(Enunciado) Indique quantas linhas dos registros abaixo contêm a palavra "with", respondendo somente com o número.

(Dados fornecidos)
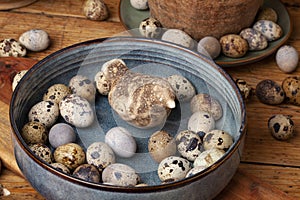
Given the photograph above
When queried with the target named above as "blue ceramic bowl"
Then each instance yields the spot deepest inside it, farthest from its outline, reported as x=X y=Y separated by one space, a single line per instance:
x=144 y=56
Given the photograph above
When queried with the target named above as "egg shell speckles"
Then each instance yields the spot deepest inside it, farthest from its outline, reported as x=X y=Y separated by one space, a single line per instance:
x=269 y=29
x=201 y=121
x=45 y=112
x=76 y=111
x=121 y=142
x=281 y=127
x=173 y=168
x=183 y=88
x=71 y=155
x=100 y=155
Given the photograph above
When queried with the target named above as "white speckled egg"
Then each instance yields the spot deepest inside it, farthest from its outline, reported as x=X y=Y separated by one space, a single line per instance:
x=178 y=37
x=255 y=39
x=204 y=102
x=121 y=142
x=100 y=155
x=173 y=168
x=287 y=58
x=76 y=111
x=45 y=112
x=83 y=86
x=269 y=29
x=120 y=175
x=189 y=144
x=35 y=40
x=17 y=78
x=208 y=157
x=183 y=88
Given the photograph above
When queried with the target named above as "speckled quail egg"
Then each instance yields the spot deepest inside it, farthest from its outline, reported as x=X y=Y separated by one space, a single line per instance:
x=204 y=102
x=121 y=141
x=269 y=92
x=291 y=87
x=161 y=145
x=269 y=29
x=219 y=139
x=150 y=28
x=100 y=155
x=34 y=132
x=208 y=157
x=287 y=58
x=83 y=86
x=120 y=175
x=173 y=168
x=61 y=134
x=201 y=121
x=183 y=88
x=42 y=151
x=256 y=40
x=56 y=93
x=88 y=173
x=45 y=112
x=76 y=111
x=233 y=45
x=281 y=127
x=71 y=155
x=189 y=144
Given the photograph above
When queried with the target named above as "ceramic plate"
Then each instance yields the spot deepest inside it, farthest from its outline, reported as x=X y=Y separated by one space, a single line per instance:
x=131 y=19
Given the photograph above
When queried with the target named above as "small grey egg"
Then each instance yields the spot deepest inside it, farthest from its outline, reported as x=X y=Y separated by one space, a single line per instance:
x=35 y=40
x=83 y=86
x=56 y=93
x=42 y=151
x=71 y=155
x=120 y=175
x=61 y=167
x=45 y=112
x=61 y=134
x=234 y=46
x=183 y=88
x=189 y=144
x=96 y=10
x=88 y=173
x=269 y=92
x=121 y=142
x=208 y=157
x=204 y=102
x=179 y=37
x=173 y=168
x=161 y=145
x=34 y=132
x=17 y=78
x=209 y=46
x=256 y=40
x=76 y=111
x=219 y=139
x=139 y=4
x=100 y=155
x=201 y=121
x=11 y=47
x=269 y=29
x=287 y=58
x=150 y=28
x=281 y=127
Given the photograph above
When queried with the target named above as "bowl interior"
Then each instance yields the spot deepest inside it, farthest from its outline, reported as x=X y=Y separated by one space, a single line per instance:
x=143 y=56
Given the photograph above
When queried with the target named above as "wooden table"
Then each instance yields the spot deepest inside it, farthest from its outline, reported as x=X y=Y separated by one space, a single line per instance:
x=269 y=169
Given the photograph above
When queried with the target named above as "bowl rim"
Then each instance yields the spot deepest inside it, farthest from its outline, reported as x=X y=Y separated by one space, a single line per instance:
x=122 y=189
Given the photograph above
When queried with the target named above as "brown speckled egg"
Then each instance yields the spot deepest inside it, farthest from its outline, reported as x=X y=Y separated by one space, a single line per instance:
x=34 y=132
x=234 y=46
x=70 y=155
x=161 y=145
x=270 y=92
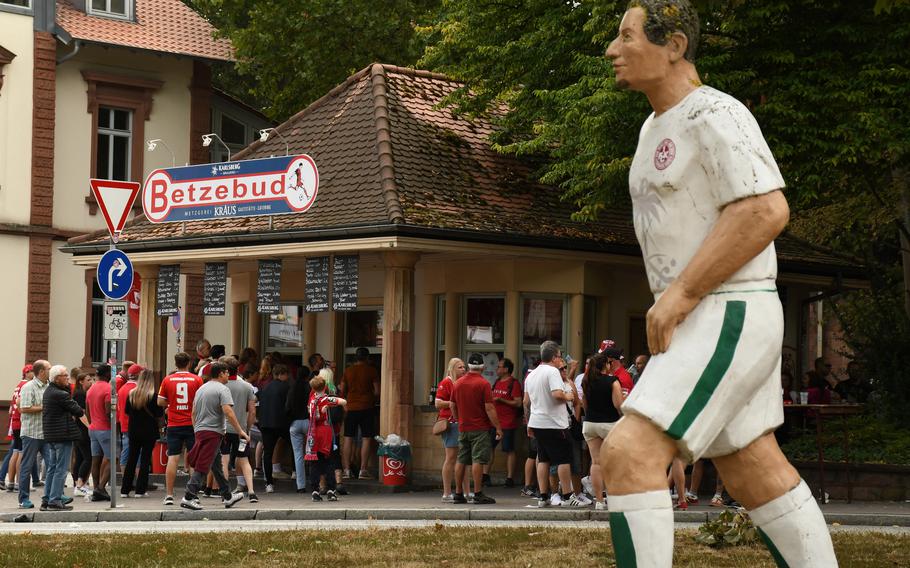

(Solução da tarefa) 10